### Source extract
————————
Ex-villain Pouliot looks for new beginning with B's
September 15, 2011, 9:45 am
WILMINGTON – At the conclusion of last year’s playoff series with the Canadiens, rangy winger Benoit Pouliot might have been voted the Montreal player least likely to ever don a Bruins sweater.
Pouliot had dropped the gloves and split open David Krejci’s mouth during the regular season, was benched in the playoffs after he attempted to clean out Johnny Boychuk in the corner with a cheap elbow to the head, and suffered the verbal barrage of NESN’s Jack Edwards in full rage after the attempted cheap shot on Boychuk.
Who could ever forget Edwards labeling Pouliot a “chump” and “one of the greatest disappointments of talent in National Hockey League history” and nobody could really call Edwards wrong in his assessment. Pouliot has a little bit of grit, ideal size and good offensive skills to go along with the cachet of being a No. 4 overall draft pick in the 2005 draft.
Pouliot has lugged the “potential” tag around with him at his previous stops in Minnesota and Montreal, but it’s never materialized beyond potting a combined 17 goals for the Wild and Habs two years ago. The 24-year-old winger didn’t pull any punches in his first conversation about his final season with the Bleu, Blanc and Rouge, and appeared to have some “Cool Hand Luke” style communication failures with Jacques Martin.
“[A new start] is always fun. I think my fresh start in Montreal went really good. My two years were definitely good and a lot more positive than negative,” said Pouliot. “Maybe there was a little bit of a slip there at the end. Coming to a new team you’ve got to earn the trust of the players and the coaches, and you’ve really got to just go out and do your own thing.
“It’s a business. Things happen. I’ve just got to play the way that I’m capable of. I’ve got a couple of strengths for shooting and skating, and I’m a pretty big guy. I can go into the corners very easily.”
So what went wrong in Montreal?
“I don’t know. I think there was a little bit of a lack of trust there between me and the coach . . . maybe in the end,” said Pouliot. “When I first got there things were going well and he was playing me 16 or 17 minutes a game, but things went downhill after that. Last year I had a good year on the third and fourth line and played a full season. So that was good.”
Pouliot actually sought out Krejci upon his arrival to smooth things over, but hockey fights and hard hits are usually forgiven and forgotten in the NHL when players become teammates. He’ll also likely be competing with rookie Jordan Caron for a starting wing position on one of the bottom two lines with the Bruins, but that should make for a competitive situation in training camp.
The bigger deal might be the acceptance from a Bruins fan base that’s looked at Pouliot as the enemy over the last two seasons, but the winger said he’s on the right side of the equation now.
“It’s not easy being a new guy on the team especially when there aren’t many new guys at all.
The Pouliot signing might have been a curious one at first, but it’s also a move with very little downside for a team that could take advantage of a motivated forward that crapped out with the Wild and Canadiens. The Bruins themselves have several times used the Nathan Horton parallel when discussing Pouliot, and feel like the Boston hockey atmosphere could bring the best out of the perennial underachiever.
“Pouliot is a big player with high end skill. [We hope] he comes into camp and does what we anticipate him doing – or for example what Nathan Horton did last year,” said Claude Julien. “The knock on [Pouliot] has been inconsistency. But in the middle of the season to the end of the year [Horton] was as consistent as you would want him to be. You get a lot of those players that grow in those roles, and that happens because you’ve got a lot of players in that dressing room that know what accountability is. They make everybody that comes in here accountable.
“Then as a group we seem to get the most out of these guys as players. That’s what we’re hoping to get out of [Joe] Corvo and Pouliot. Those are guys that are going to be vying for a spot.”
It’s all up to a player that’s still young enough to start realizing his considerable puck potential, but old enough that he’s not going to get too many more cracks at the NHL better than the one opening up for him in Boston.
————————
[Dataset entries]
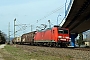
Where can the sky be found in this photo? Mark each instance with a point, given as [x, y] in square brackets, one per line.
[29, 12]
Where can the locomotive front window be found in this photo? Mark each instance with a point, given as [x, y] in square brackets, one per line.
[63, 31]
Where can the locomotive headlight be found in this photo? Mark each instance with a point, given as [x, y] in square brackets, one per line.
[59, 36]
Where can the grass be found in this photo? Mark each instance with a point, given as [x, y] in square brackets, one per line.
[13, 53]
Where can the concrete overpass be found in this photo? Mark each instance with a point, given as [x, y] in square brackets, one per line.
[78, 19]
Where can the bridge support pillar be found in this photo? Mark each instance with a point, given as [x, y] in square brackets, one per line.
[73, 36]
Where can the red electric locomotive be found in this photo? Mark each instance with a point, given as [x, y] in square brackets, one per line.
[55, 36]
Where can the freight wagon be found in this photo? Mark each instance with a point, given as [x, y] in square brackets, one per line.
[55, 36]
————————
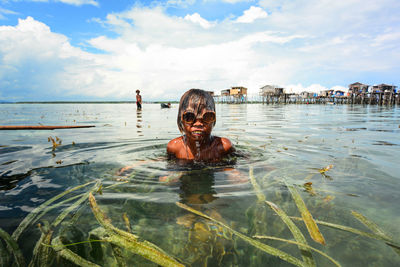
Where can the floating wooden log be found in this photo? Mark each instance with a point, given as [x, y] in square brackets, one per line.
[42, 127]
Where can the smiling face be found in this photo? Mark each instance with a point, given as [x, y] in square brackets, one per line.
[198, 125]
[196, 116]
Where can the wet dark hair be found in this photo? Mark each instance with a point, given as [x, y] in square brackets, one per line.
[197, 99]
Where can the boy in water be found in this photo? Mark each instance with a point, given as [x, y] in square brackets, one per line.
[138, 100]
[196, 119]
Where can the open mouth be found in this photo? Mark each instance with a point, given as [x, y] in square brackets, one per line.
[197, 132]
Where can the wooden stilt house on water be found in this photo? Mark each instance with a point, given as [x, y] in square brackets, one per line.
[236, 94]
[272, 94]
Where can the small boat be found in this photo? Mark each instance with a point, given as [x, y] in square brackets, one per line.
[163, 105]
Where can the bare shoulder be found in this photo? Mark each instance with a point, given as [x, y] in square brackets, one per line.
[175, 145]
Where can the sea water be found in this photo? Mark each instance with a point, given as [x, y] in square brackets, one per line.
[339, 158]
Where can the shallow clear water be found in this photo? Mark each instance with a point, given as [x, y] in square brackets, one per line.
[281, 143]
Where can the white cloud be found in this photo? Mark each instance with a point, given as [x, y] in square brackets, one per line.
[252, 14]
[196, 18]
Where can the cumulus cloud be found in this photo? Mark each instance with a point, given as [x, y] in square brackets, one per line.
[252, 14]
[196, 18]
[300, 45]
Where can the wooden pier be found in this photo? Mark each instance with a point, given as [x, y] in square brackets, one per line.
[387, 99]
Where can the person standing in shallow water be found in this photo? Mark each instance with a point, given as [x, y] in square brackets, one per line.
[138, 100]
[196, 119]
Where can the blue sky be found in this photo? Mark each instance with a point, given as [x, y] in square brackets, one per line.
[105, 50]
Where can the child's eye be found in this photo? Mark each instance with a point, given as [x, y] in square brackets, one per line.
————————
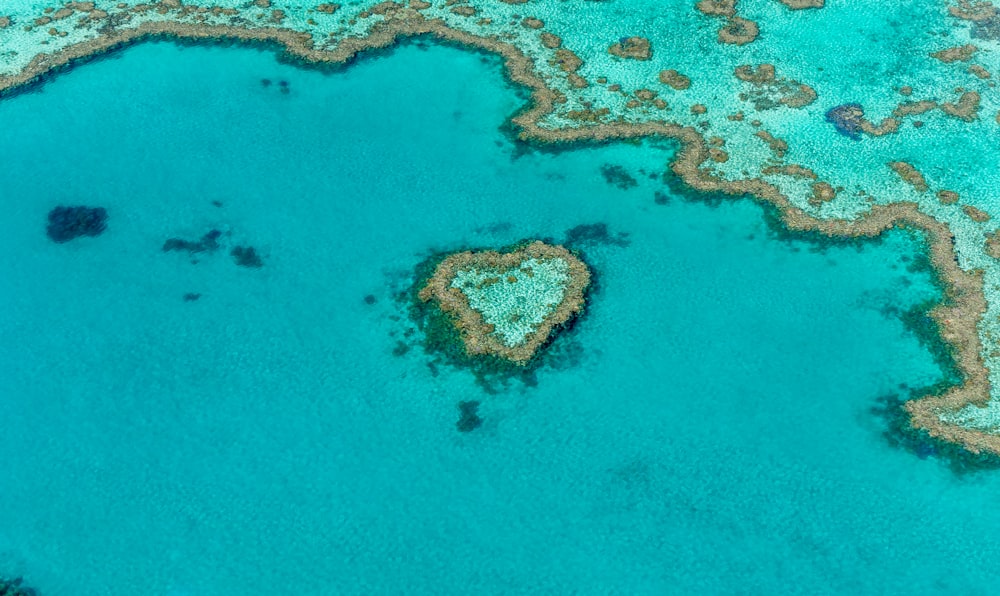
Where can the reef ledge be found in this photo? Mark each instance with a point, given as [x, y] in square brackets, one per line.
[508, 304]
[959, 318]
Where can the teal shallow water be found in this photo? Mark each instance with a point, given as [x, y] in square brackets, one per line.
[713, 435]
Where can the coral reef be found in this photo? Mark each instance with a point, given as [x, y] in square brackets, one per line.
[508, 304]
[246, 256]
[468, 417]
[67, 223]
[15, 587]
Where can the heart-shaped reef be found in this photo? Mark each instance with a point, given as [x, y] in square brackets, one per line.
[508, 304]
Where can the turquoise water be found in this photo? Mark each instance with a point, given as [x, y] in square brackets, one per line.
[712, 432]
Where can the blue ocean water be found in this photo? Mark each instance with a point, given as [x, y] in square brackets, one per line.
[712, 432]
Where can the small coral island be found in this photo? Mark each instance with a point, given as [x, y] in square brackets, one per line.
————————
### What to work on
- A) Translate this sentence from the Pouliot article into Spanish: "So what went wrong in Montreal?"
- B) According to the Pouliot article, in which year's draft was Pouliot taken fourth overall?
- C) Repeat everything in the Pouliot article from "So what went" down to "in training camp.", keeping every word and mark unchanged.
You won't need the dataset entries for any of this work.

### Solved tasks
- A) Entonces, ¿qué salió mal en Montreal?

- B) The 2005 draft.

- C)
So what went wrong in Montreal?
“I don’t know. I think there was a little bit of a lack of trust there between me and the coach . . . maybe in the end,” said Pouliot. “When I first got there things were going well and he was playing me 16 or 17 minutes a game, but things went downhill after that. Last year I had a good year on the third and fourth line and played a full season. So that was good.”
Pouliot actually sought out Krejci upon his arrival to smooth things over, but hockey fights and hard hits are usually forgiven and forgotten in the NHL when players become teammates. He’ll also likely be competing with rookie Jordan Caron for a starting wing position on one of the bottom two lines with the Bruins, but that should make for a competitive situation in training camp.